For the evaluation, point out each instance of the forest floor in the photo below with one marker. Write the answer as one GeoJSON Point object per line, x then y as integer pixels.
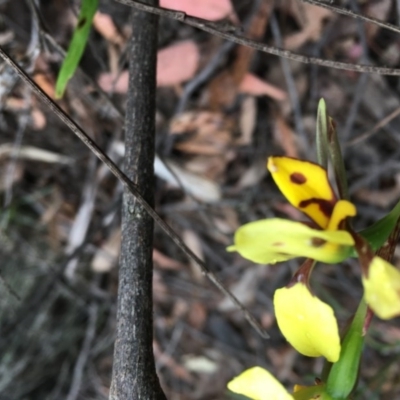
{"type": "Point", "coordinates": [222, 109]}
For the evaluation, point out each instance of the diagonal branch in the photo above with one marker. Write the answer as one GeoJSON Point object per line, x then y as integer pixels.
{"type": "Point", "coordinates": [351, 14]}
{"type": "Point", "coordinates": [219, 30]}
{"type": "Point", "coordinates": [131, 187]}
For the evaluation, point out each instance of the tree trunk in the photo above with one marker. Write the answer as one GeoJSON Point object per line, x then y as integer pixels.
{"type": "Point", "coordinates": [134, 375]}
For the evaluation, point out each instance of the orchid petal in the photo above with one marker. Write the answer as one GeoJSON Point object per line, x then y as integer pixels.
{"type": "Point", "coordinates": [306, 186]}
{"type": "Point", "coordinates": [269, 241]}
{"type": "Point", "coordinates": [307, 323]}
{"type": "Point", "coordinates": [382, 288]}
{"type": "Point", "coordinates": [258, 384]}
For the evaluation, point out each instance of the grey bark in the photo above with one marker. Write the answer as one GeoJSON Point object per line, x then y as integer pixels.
{"type": "Point", "coordinates": [134, 376]}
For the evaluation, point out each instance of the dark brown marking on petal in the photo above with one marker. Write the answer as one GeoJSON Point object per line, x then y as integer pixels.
{"type": "Point", "coordinates": [81, 22]}
{"type": "Point", "coordinates": [298, 178]}
{"type": "Point", "coordinates": [326, 206]}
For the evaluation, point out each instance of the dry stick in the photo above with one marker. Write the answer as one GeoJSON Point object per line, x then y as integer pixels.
{"type": "Point", "coordinates": [132, 188]}
{"type": "Point", "coordinates": [352, 14]}
{"type": "Point", "coordinates": [216, 29]}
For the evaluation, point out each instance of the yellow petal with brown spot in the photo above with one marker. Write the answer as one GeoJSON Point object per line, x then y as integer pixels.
{"type": "Point", "coordinates": [273, 240]}
{"type": "Point", "coordinates": [306, 186]}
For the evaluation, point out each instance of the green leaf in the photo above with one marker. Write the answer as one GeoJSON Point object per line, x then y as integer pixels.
{"type": "Point", "coordinates": [77, 45]}
{"type": "Point", "coordinates": [343, 374]}
{"type": "Point", "coordinates": [322, 134]}
{"type": "Point", "coordinates": [378, 233]}
{"type": "Point", "coordinates": [313, 392]}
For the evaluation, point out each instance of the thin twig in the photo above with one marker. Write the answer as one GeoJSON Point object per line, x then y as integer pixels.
{"type": "Point", "coordinates": [216, 29]}
{"type": "Point", "coordinates": [290, 83]}
{"type": "Point", "coordinates": [132, 188]}
{"type": "Point", "coordinates": [352, 14]}
{"type": "Point", "coordinates": [374, 129]}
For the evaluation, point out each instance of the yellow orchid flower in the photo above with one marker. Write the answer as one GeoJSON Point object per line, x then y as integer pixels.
{"type": "Point", "coordinates": [382, 288]}
{"type": "Point", "coordinates": [258, 384]}
{"type": "Point", "coordinates": [307, 323]}
{"type": "Point", "coordinates": [273, 240]}
{"type": "Point", "coordinates": [307, 187]}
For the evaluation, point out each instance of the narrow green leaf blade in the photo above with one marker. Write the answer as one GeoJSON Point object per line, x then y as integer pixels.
{"type": "Point", "coordinates": [77, 45]}
{"type": "Point", "coordinates": [343, 374]}
{"type": "Point", "coordinates": [322, 134]}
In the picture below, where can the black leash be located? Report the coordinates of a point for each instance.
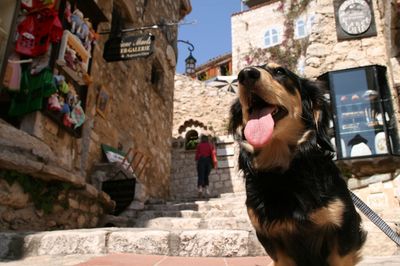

◇ ◇ ◇

EXERCISE PROMPT
Copy every one of the records above word for word, and leave the pictures out of your copy.

RESULT FOR THIS EXERCISE
For the evaluation, point out each instance of the forest floor in the photo below with one marker. Write the answer as one GeoJSON Point object per line, x then y as integer pixels.
{"type": "Point", "coordinates": [222, 109]}
For the evaluation, point out each instance of the diagonal branch in the photo above with one marker. Write the answer as one GeoJSON Point object per line, x then y as integer pixels.
{"type": "Point", "coordinates": [351, 14]}
{"type": "Point", "coordinates": [219, 30]}
{"type": "Point", "coordinates": [131, 187]}
For the evaluation, point out each instance of the tree trunk in the photo above with one marker. Write the answer as one GeoJSON Point object per line, x then y as integer pixels.
{"type": "Point", "coordinates": [134, 375]}
For the evaluation, point out each instance of the orchid petal in the photo above with one marker. Write the answer as one GeoJSON Point object per line, x then y as integer pixels.
{"type": "Point", "coordinates": [306, 186]}
{"type": "Point", "coordinates": [269, 241]}
{"type": "Point", "coordinates": [307, 323]}
{"type": "Point", "coordinates": [382, 288]}
{"type": "Point", "coordinates": [258, 384]}
For the evaluation, point out each instance of the grey bark in the photo above with one marker. Write the answer as one GeoJSON Point object per line, x then y as integer pixels.
{"type": "Point", "coordinates": [134, 376]}
For the evaluation, point out each instance of the dark brown marking on petal in the photo above with one marker. Write the answer as one GeoJSON Point object per line, x then y as integer pixels.
{"type": "Point", "coordinates": [81, 22]}
{"type": "Point", "coordinates": [298, 178]}
{"type": "Point", "coordinates": [326, 206]}
For the evaluation, point out each instance of the dry stick in the photo above with one marker. Write the answer as one GeoJSON Point object per line, x then y as integer pixels.
{"type": "Point", "coordinates": [132, 188]}
{"type": "Point", "coordinates": [352, 14]}
{"type": "Point", "coordinates": [216, 29]}
For the evaluation, point out each instance of the yellow petal with brown spot in the photo above with one marker. Write the answer as one GeoJSON Point object per line, x then y as integer pixels.
{"type": "Point", "coordinates": [273, 240]}
{"type": "Point", "coordinates": [306, 186]}
For the evaluation, point out each instance of the green leaf in the photo above with one marker. Write the answer as one GeoJSON Point object per line, x then y as integer pixels.
{"type": "Point", "coordinates": [77, 45]}
{"type": "Point", "coordinates": [343, 374]}
{"type": "Point", "coordinates": [322, 134]}
{"type": "Point", "coordinates": [378, 233]}
{"type": "Point", "coordinates": [313, 392]}
For the evaluation, point out each instance of the thin twig in the photo above with one marker. Write the answer as one GeoJSON Point object per line, x then y as integer pixels.
{"type": "Point", "coordinates": [216, 29]}
{"type": "Point", "coordinates": [290, 83]}
{"type": "Point", "coordinates": [132, 188]}
{"type": "Point", "coordinates": [352, 14]}
{"type": "Point", "coordinates": [374, 129]}
For the evaluation, point out each instance of the yellow orchid flower in the photo above with one marker. Write the answer as one GeoJSON Point object per line, x then y as integer pixels.
{"type": "Point", "coordinates": [382, 288]}
{"type": "Point", "coordinates": [258, 384]}
{"type": "Point", "coordinates": [307, 323]}
{"type": "Point", "coordinates": [273, 240]}
{"type": "Point", "coordinates": [307, 187]}
For the evaluation, point out each instance of the narrow green leaf blade in the photo above with one marker. Write the answer as one GeoJSON Point object per line, x then y as integer pixels.
{"type": "Point", "coordinates": [77, 45]}
{"type": "Point", "coordinates": [343, 374]}
{"type": "Point", "coordinates": [322, 134]}
In the picture below, where can the black leash be located? Report the coordinates of a point for each instance.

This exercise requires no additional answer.